* _What is required_
Copy out every line exactly, passing over the pictures.

* _Data to process_
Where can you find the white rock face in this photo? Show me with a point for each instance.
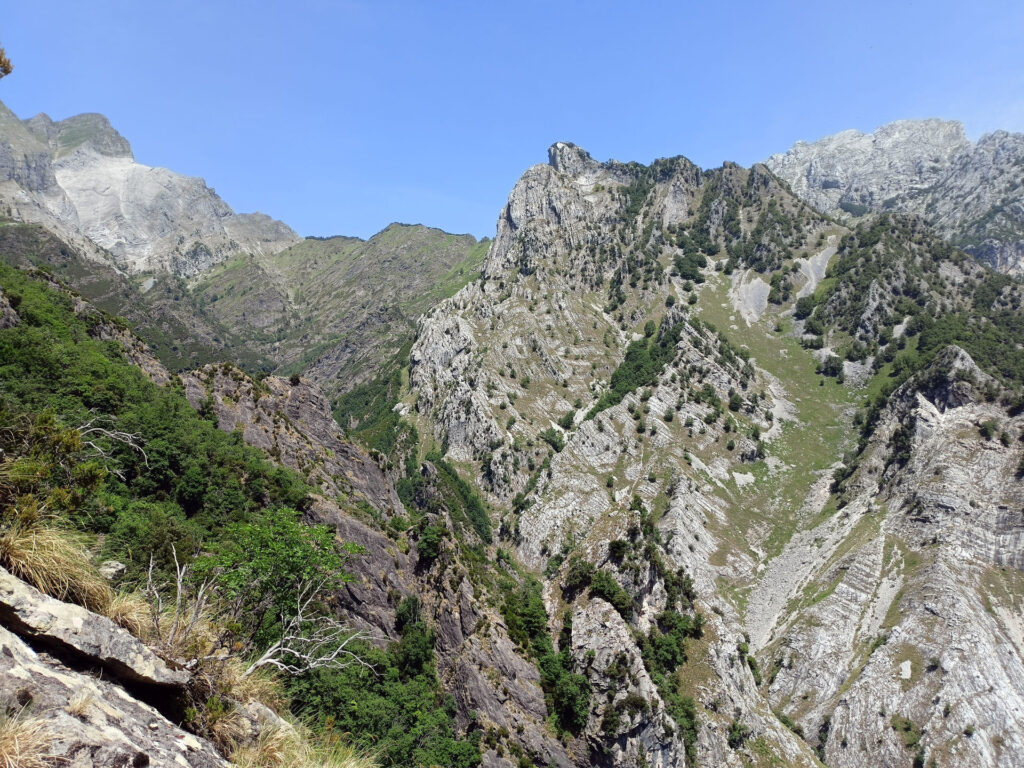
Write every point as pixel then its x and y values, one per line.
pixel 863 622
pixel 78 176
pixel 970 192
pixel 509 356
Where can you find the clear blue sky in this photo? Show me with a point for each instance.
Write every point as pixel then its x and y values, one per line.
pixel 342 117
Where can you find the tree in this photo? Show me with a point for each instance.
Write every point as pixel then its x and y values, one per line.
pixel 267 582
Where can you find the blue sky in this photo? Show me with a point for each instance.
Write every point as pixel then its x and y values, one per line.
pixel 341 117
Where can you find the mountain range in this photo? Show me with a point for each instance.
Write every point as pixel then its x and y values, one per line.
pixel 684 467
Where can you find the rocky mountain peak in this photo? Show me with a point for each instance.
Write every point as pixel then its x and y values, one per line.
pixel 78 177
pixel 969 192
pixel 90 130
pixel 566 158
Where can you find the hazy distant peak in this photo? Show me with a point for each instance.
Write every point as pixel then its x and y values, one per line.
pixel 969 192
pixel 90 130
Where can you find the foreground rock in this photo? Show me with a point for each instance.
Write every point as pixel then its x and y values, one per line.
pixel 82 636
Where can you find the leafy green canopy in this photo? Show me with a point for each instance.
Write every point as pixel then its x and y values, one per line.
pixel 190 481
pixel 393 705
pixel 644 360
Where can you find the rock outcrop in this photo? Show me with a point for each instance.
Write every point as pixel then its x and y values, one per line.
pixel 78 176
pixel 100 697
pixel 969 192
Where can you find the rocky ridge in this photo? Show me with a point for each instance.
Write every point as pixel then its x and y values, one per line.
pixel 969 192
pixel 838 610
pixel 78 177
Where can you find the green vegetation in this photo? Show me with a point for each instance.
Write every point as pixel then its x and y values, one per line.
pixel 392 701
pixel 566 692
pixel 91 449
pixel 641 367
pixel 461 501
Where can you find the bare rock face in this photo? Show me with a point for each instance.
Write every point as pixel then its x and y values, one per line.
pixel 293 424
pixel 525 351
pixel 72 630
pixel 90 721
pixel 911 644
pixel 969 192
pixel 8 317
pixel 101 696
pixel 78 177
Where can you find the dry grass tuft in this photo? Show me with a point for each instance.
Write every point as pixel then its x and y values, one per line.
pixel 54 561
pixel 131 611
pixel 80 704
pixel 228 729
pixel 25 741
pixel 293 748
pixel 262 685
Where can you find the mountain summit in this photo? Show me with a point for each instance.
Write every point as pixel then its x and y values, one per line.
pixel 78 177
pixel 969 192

* _Result below_
Where can you find the white rock face in this photo? Show me with a point for each instance.
Write every point as pixel then its x and y values, one per line.
pixel 863 622
pixel 78 176
pixel 970 192
pixel 509 356
Where can you find the clear blue sky in this photo? Show me with a point for each instance.
Write every point as pixel then its x and y values, one per line.
pixel 342 117
Where can you find the tree in this photo? Show me with a point for each instance.
Write every point as pixel then its x and y values, one per line.
pixel 267 582
Where can you find the blue sky in this photo? Show me with a point for each instance.
Write every point as pixel then its x and y values, one per line.
pixel 341 117
Where can you find the mountain range in this photo? Show me with a point for each instance.
Write every point as pixel then its x and y values, one per line.
pixel 684 467
Where can you find the rocky mountain peak in this photo? Show me with a point for each instance.
Write every point as pixel then its x and y values, one per line.
pixel 78 177
pixel 969 192
pixel 90 130
pixel 566 158
Where can you find the hazy distant peak in this photo? Show me with a point for each instance.
Write every point as pixel then its x and y values, one per line.
pixel 969 192
pixel 90 130
Where can you find the foreground rock in this photo? Show me with a point for each instance.
Write every point as pixel then its x and y values, one per line.
pixel 82 636
Where can you find the leafy green canopy in this photo? Show me with a point for each instance.
Write every point as pixel then its x and y values, one per line.
pixel 190 481
pixel 393 705
pixel 644 360
Where can you find the rock outcrop in this photo? Show me with a point for each instance.
Write every point as pixel then its x and y values, one per line.
pixel 78 176
pixel 100 697
pixel 969 192
Where can you find the rocky ridge in this photo? Show me with a point for each instance.
Write every point as pixel then its x and y values, one per line.
pixel 969 192
pixel 838 610
pixel 78 177
Where can you find the green vegetation in this photo? Show me with a point for each instance.
Write every point as pixel then its x and y values, one per line.
pixel 392 701
pixel 566 692
pixel 91 449
pixel 641 367
pixel 461 501
Where can you find the bare rock face in this photo? Show me with a point for each instance.
Write every point as pixel then its x and y values, one per line.
pixel 293 424
pixel 525 351
pixel 72 630
pixel 90 721
pixel 911 644
pixel 969 192
pixel 8 317
pixel 101 696
pixel 78 177
Where can you find the dry grass tuft in this photo? Show me with a point for each instance.
Write every point as pixel then its x and y values, one per line.
pixel 54 561
pixel 131 611
pixel 80 704
pixel 228 729
pixel 25 741
pixel 293 748
pixel 262 685
Where can you find the mountain summit in this photo? Show me with a point for each instance.
Write every point as pixel then its x and y values, one per line.
pixel 78 177
pixel 969 192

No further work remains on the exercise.